■ What to work on
Retype all of the entries exactly as they appear.
____
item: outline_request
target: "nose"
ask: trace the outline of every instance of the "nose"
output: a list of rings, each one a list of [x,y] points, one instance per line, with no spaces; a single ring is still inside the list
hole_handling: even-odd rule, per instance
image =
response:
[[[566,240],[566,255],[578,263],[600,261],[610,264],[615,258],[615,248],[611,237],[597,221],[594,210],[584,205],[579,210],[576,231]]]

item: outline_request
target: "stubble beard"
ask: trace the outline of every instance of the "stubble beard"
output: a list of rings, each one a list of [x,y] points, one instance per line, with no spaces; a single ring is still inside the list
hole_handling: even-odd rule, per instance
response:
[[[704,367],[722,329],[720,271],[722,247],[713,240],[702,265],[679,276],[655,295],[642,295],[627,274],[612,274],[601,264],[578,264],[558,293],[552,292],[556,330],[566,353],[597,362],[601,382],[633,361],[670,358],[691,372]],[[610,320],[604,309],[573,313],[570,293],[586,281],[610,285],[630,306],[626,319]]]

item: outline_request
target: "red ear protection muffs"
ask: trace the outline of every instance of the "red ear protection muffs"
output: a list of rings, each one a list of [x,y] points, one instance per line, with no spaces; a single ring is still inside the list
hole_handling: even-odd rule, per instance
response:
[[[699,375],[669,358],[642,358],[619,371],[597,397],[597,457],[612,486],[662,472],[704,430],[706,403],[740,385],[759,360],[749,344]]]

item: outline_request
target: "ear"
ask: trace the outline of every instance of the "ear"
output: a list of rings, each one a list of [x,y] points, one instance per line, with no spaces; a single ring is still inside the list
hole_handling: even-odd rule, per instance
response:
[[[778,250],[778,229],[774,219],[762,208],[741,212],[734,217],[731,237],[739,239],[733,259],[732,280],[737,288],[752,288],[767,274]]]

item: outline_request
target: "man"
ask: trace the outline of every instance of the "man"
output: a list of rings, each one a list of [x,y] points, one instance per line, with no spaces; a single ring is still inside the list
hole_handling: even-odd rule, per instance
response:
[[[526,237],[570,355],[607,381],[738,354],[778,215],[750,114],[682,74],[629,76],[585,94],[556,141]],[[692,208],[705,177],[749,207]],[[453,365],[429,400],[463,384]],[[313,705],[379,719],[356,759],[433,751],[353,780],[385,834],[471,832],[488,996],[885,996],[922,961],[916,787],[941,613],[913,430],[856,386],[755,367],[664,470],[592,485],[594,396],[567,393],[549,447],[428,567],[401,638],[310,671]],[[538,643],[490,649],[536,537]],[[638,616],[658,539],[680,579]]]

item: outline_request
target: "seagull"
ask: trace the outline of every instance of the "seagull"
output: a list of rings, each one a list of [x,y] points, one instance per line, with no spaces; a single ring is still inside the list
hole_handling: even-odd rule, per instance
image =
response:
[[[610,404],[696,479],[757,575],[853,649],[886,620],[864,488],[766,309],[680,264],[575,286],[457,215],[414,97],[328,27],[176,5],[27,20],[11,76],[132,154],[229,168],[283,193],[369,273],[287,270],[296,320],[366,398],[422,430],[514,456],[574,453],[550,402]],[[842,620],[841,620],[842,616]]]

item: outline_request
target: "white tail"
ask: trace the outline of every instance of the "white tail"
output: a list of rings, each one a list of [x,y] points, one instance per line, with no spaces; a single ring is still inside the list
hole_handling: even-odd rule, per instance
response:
____
■ Task result
item: outline_request
target: "nose"
ask: trace the outline of every instance of the "nose"
output: a list of rings, each one a list of [x,y] points, one instance per line, with no spaces; a single ring is still inside the list
hole_handling: even-odd rule, per instance
image =
response:
[[[566,240],[566,255],[578,263],[600,261],[610,264],[615,258],[615,248],[611,237],[597,221],[594,210],[584,205],[579,210],[576,231]]]

item: outline_request
target: "stubble beard"
ask: trace the outline of every instance of the "stubble beard"
output: a list of rings, each one a list of [x,y] points, one instance per line, with no spaces; a single ring is still inside the list
hole_handling: even-odd rule, per instance
response:
[[[704,367],[722,329],[720,271],[722,247],[713,240],[702,265],[679,276],[655,295],[642,295],[627,274],[612,274],[601,264],[578,264],[558,293],[552,292],[556,330],[566,353],[597,362],[601,382],[633,361],[670,358],[691,372]],[[610,320],[604,309],[573,313],[570,293],[586,281],[610,285],[630,306],[626,319]]]

item: outline_request
target: "red ear protection muffs"
ask: trace the outline of every instance of the "red ear protection muffs"
output: a list of rings, each one a list of [x,y] points, one instance per line, with no spaces; a single ring is still inside the list
hole_handling: even-odd rule, per instance
response:
[[[699,375],[669,358],[642,358],[619,371],[597,397],[597,457],[612,486],[662,472],[704,430],[706,403],[740,385],[759,360],[749,344]]]

item: outline_request
target: "ear"
ask: trace the outline of every instance of the "ear"
output: a list of rings, each one a list of [x,y] points, one instance per line, with no spaces; a single ring is still inside the list
hole_handling: even-odd rule, per instance
response:
[[[778,250],[778,229],[774,219],[762,208],[741,212],[734,217],[731,237],[739,239],[733,259],[732,280],[737,288],[752,288],[767,274]]]

item: outline_request
target: "man"
ask: trace the outline of every instance of the "man"
output: a list of rings, each one a list of [x,y] points, one instance per line, with no spaces; a single ring is still inside the list
hole_handling: even-odd rule, per instance
response:
[[[526,237],[570,355],[607,381],[738,354],[778,215],[750,114],[682,74],[629,76],[585,94],[556,141]],[[692,208],[705,177],[749,207]],[[453,365],[429,400],[463,384]],[[313,705],[379,719],[356,759],[433,751],[353,780],[385,834],[471,832],[488,996],[885,996],[922,961],[916,787],[941,613],[913,430],[856,386],[755,367],[664,470],[592,485],[594,396],[567,393],[549,447],[428,567],[401,638],[310,671]],[[538,643],[490,649],[536,537]],[[638,616],[658,539],[680,579]]]

item: outline_request
target: "seagull"
ask: trace the outline of every instance of the "seagull"
output: a list of rings, each one a list of [x,y] points, one instance per line, with no spaces; a single ring is still inside the list
hole_handling: even-odd rule, per instance
image =
response:
[[[610,404],[696,479],[757,575],[853,649],[886,620],[864,488],[766,309],[680,264],[575,286],[457,215],[414,97],[328,27],[176,5],[27,20],[11,76],[132,154],[229,168],[283,193],[369,273],[287,270],[296,320],[366,398],[422,430],[514,456],[574,453],[550,402]],[[842,620],[841,620],[842,616]]]

item: outline_request
target: "white tail"
ask: trace the outline of every instance of the "white tail"
output: a list of rings, each one a list of [x,y] points, one instance per line, with no spaces; a single ring is still inside the list
hole_handling: even-odd rule, per instance
response:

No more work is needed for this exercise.